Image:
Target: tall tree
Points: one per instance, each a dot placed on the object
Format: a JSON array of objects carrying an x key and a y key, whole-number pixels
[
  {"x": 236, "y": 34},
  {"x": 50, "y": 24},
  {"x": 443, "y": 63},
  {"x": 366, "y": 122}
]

————————

WRITTEN INSTRUCTION: Rewrite each line of the records above as an item in a numbered list, leaving out any blank lines.

RESPONSE:
1. Image:
2. Target: tall tree
3. Points: one per instance, each a dot placed on the object
4. Format: a JSON array of objects carrying an x key and a y key, whole-number pixels
5. [
6.   {"x": 236, "y": 34},
7.   {"x": 50, "y": 24},
8.   {"x": 443, "y": 63},
9.   {"x": 366, "y": 122}
10. ]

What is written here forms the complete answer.